Exercise
Quote the records word for word, from the line containing "For the evaluation set, tag every instance of the green" through the line containing "[[71, 351]]", with both of those lines included.

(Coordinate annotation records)

━━━━━━━━━━

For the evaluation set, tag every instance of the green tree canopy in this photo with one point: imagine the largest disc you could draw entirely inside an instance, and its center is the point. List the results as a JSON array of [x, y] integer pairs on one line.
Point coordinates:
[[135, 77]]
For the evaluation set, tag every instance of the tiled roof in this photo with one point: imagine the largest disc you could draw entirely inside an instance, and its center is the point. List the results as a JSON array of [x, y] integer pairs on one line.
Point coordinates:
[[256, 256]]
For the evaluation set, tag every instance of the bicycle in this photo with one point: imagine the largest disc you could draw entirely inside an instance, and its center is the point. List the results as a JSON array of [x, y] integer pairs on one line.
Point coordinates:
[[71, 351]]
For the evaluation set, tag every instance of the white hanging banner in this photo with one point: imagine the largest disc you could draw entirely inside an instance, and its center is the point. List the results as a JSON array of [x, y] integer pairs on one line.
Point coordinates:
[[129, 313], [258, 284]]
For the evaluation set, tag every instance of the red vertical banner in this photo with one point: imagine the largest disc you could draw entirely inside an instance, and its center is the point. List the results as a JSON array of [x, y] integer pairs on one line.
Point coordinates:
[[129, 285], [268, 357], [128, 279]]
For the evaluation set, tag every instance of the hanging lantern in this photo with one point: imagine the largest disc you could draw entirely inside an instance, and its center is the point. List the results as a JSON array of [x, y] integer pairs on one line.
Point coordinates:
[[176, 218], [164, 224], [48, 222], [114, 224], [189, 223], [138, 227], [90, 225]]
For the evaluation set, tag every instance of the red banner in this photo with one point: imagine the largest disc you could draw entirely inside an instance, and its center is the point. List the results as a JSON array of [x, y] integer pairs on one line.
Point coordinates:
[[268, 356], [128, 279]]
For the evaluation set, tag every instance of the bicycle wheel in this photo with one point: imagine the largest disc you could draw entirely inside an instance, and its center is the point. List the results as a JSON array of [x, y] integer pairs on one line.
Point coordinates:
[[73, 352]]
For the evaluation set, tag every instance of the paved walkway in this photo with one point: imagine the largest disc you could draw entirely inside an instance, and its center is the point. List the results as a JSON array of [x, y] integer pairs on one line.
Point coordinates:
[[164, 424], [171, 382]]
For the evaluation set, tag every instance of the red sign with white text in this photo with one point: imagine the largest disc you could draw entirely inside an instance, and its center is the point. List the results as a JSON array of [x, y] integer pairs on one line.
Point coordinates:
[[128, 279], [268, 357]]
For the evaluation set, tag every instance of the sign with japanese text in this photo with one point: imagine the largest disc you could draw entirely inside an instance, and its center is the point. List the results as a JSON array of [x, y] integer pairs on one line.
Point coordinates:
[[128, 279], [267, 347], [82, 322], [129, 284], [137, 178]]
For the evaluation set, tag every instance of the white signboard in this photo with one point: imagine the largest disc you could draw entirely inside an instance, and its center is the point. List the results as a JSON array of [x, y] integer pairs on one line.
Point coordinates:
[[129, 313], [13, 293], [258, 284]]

━━━━━━━━━━

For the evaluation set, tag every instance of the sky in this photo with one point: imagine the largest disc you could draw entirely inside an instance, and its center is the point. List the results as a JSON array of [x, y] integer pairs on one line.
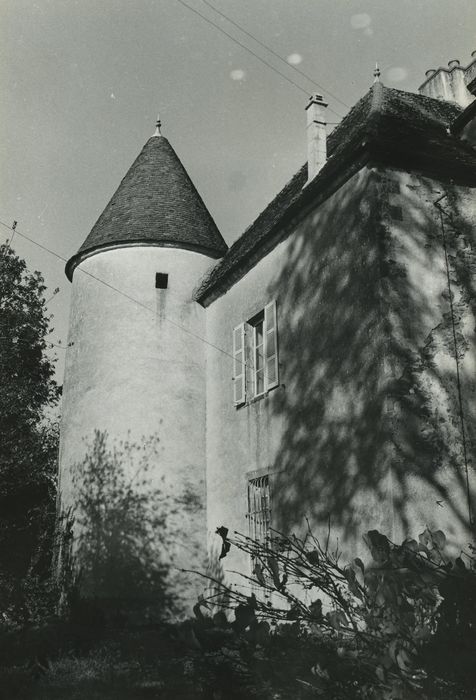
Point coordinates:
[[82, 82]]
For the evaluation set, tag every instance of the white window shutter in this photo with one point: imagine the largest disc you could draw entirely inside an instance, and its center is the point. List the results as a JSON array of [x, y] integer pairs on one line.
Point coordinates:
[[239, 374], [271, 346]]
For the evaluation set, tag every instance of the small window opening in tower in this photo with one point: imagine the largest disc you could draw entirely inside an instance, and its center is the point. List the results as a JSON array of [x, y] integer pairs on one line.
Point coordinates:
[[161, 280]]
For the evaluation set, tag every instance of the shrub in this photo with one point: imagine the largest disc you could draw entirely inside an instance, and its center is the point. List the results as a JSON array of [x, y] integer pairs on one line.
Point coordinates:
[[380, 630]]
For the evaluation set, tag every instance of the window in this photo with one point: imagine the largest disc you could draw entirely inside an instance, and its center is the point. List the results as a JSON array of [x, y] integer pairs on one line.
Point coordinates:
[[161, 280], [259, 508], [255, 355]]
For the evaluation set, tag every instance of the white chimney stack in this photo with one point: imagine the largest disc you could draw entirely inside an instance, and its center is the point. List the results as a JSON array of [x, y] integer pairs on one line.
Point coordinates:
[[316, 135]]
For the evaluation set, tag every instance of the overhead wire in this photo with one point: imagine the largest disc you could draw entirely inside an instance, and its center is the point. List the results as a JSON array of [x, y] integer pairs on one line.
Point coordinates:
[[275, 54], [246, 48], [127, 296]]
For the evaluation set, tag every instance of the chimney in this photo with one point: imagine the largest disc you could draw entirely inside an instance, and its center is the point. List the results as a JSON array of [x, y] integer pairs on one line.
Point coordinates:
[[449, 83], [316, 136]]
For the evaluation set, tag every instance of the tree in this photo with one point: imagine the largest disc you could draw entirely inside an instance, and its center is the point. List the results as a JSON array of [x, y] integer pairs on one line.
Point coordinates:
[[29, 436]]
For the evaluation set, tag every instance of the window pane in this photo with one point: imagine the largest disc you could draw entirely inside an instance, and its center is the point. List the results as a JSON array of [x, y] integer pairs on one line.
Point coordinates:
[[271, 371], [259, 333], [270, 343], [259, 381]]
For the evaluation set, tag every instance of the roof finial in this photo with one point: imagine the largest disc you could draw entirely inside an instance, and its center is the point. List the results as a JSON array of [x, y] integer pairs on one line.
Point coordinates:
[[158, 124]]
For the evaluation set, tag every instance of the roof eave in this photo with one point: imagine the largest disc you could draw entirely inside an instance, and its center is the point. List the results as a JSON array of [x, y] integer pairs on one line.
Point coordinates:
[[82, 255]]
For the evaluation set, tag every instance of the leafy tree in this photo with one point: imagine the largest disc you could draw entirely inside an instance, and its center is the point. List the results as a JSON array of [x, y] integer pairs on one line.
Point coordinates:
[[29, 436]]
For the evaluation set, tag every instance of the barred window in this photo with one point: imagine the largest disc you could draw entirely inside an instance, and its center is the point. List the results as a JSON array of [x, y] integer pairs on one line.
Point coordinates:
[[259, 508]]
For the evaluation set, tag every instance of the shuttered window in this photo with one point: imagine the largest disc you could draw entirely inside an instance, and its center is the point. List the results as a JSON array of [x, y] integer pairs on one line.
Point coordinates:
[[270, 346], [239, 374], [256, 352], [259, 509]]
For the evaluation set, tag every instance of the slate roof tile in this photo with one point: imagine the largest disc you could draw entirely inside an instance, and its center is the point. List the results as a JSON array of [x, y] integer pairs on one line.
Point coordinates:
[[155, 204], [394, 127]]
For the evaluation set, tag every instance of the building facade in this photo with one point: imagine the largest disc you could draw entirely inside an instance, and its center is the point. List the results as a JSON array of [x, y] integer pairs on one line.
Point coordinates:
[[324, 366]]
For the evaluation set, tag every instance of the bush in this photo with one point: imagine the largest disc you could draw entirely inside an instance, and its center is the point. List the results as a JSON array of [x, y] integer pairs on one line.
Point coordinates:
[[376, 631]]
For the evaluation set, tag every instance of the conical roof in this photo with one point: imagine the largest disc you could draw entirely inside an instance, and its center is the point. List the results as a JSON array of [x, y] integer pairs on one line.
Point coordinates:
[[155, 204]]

━━━━━━━━━━

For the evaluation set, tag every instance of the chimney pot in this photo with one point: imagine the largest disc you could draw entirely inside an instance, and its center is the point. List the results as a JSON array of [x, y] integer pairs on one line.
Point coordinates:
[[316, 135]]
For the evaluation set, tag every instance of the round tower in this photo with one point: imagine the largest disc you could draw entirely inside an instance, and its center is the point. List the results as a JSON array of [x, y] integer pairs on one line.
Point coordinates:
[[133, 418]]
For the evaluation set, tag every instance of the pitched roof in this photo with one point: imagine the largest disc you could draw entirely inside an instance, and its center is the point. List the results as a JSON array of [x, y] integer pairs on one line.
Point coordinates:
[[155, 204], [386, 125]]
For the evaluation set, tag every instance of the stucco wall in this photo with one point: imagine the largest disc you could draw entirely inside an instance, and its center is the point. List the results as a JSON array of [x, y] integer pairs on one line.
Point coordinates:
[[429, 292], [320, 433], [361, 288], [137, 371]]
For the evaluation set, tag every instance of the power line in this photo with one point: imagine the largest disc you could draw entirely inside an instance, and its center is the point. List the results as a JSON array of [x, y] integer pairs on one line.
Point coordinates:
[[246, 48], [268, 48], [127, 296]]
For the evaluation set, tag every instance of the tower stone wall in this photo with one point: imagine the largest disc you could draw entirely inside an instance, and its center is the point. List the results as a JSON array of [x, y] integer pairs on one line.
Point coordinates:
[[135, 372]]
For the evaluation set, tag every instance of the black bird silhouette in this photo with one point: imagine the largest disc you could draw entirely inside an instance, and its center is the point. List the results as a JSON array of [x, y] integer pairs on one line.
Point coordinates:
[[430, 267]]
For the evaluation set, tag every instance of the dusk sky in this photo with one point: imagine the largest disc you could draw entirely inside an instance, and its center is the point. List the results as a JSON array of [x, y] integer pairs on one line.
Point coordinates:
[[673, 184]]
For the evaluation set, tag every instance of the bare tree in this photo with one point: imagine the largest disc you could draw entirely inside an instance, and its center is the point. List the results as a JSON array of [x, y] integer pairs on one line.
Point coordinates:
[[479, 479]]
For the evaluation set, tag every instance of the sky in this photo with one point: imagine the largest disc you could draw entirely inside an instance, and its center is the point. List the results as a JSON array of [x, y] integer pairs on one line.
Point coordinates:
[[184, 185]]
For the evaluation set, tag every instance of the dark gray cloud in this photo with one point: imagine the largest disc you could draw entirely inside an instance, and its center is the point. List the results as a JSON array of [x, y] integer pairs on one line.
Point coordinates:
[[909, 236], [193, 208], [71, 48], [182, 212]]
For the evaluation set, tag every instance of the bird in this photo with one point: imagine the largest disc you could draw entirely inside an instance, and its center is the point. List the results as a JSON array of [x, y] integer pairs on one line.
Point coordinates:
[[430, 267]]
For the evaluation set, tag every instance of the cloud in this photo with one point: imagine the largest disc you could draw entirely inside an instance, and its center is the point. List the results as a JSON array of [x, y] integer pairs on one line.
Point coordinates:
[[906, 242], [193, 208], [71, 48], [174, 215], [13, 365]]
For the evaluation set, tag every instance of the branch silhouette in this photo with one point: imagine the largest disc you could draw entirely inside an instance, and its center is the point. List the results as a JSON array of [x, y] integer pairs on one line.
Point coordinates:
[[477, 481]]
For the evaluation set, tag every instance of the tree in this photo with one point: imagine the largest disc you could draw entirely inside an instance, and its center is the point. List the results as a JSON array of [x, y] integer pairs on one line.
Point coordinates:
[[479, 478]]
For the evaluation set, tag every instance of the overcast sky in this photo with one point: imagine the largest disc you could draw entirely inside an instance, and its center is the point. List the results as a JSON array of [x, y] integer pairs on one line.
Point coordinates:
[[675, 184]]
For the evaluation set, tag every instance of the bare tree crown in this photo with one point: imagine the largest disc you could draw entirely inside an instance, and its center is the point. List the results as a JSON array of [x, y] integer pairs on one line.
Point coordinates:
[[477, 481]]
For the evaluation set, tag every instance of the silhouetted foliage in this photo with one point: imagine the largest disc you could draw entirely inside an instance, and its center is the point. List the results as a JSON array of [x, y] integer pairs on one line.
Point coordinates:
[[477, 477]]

━━━━━━━━━━

In response
For the evaluation set, tag every instance of the green tree canopy in this photo with one point: imagine the largest disc you could draw entirely inside an instance, and its center is the point. List the results as a JSON array of [x, y] integer pairs on one line.
Point coordinates:
[[135, 77]]
For the evaluation set, tag every instance of the tiled roof in this photo with one point: imagine the largest disc you could draw entirely inside an instance, and its center is the point. List the results as a JSON array of [x, y] integer pairs on one line.
Point coordinates:
[[256, 256]]
For the evaluation set, tag every instance of the bicycle in this photo with one point: imagine the largest disc you could draw entirely inside an instance, and its center is the point. List the results as a JSON array of [x, y] integer pairs on one line.
Point coordinates:
[[71, 351]]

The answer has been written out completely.